Personal Yoga Practice- Motivation

In the beforetimes, we talked about HYP, or Home Yoga Practice. Then, for more than a year, HYP was all that was available and we brought our classes into our homes. So it seems appropriate that now we distinguish Personal Yoga Practice from Class Yoga Practice.

PYP is independent yoga practice, when you roll out your mat and yoga yourself without a video or audio, allowing your body to lead you, your breath to motivate and instruct you and your planning mind to take a back seat. This is essential for teachers, and for yogis who attend classes, it’s hands down the best way to enhance and sustain elements of the post-Savasanah bliss. 15 minutes of yoga practice most days will do more for your cruise than a 90 minute yoga practice once a week.

diverse mountain pose.jpeg

<Strong woman in Upward Facing Hands>

PYP is a delicate but sturdy balance between structure and spontaneity. The result, a dance between knowing and not knowing that can feel alternately enticing, exhilarating, comforting and daunting.

The best way to quiet the planning mind…. is to have a plan. Surprised? Just because you have a plan, doesn’t make it the boss of you, but it creates safety and containment. And your motivation is front and center; in fact it’s the most important part.

→ DATA FOR THIS TASK:
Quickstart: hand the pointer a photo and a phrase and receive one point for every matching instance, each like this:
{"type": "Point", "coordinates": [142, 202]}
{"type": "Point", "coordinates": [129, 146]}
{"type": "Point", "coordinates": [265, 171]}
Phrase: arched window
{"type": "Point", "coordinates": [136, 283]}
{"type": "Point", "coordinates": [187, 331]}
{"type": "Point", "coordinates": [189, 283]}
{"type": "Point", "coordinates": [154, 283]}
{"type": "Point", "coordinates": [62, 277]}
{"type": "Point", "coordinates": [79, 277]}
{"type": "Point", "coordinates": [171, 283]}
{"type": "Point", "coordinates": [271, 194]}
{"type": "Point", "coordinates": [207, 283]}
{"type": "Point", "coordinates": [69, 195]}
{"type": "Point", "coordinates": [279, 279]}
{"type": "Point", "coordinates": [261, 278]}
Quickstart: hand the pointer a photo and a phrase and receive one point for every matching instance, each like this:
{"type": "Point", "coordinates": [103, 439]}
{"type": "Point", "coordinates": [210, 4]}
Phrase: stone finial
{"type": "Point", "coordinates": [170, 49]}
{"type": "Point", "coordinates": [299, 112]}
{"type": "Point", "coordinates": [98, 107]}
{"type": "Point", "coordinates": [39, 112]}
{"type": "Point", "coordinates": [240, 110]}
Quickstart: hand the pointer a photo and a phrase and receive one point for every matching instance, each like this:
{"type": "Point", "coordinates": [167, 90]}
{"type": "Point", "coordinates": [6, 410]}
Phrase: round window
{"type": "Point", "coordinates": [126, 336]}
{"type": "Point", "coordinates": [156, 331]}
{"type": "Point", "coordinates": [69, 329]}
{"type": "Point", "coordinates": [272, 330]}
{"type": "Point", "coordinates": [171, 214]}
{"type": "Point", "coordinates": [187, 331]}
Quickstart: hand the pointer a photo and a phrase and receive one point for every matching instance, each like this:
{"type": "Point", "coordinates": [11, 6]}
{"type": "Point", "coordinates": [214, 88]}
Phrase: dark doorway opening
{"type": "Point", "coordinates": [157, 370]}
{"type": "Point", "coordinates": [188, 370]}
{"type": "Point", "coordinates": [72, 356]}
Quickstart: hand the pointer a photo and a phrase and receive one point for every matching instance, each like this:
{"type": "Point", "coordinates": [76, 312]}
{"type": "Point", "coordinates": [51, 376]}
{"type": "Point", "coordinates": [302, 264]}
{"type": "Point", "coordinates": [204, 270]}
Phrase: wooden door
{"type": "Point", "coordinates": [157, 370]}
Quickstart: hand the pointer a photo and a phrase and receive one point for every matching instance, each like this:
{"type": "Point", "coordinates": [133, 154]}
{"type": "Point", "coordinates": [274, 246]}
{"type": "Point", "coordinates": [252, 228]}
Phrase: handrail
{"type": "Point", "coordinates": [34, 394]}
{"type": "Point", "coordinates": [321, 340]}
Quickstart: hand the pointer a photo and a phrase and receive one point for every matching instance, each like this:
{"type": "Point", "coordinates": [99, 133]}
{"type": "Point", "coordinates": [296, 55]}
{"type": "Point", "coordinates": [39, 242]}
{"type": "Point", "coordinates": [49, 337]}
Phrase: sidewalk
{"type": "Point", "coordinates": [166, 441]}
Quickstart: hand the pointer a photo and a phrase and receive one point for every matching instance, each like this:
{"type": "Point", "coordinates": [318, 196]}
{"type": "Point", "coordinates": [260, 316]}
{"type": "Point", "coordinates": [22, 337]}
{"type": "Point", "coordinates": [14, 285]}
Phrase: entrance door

→ SHORT EXERCISE A: Rewrite everything in the yoga post from "<Strong woman in" down to "comforting and daunting.", renaming "spontaneity" as "improvisation".
→ SHORT EXERCISE B: Show each line of the listing that contains the string "window", treating uppercase and lowercase as different.
The yoga post and the listing have no connection to each other.

→ FINAL ANSWER A:
<Strong woman in Upward Facing Hands>

PYP is a delicate but sturdy balance between structure and improvisation. The result, a dance between knowing and not knowing that can feel alternately enticing, exhilarating, comforting and daunting.

→ FINAL ANSWER B:
Phrase: arched window
Phrase: round window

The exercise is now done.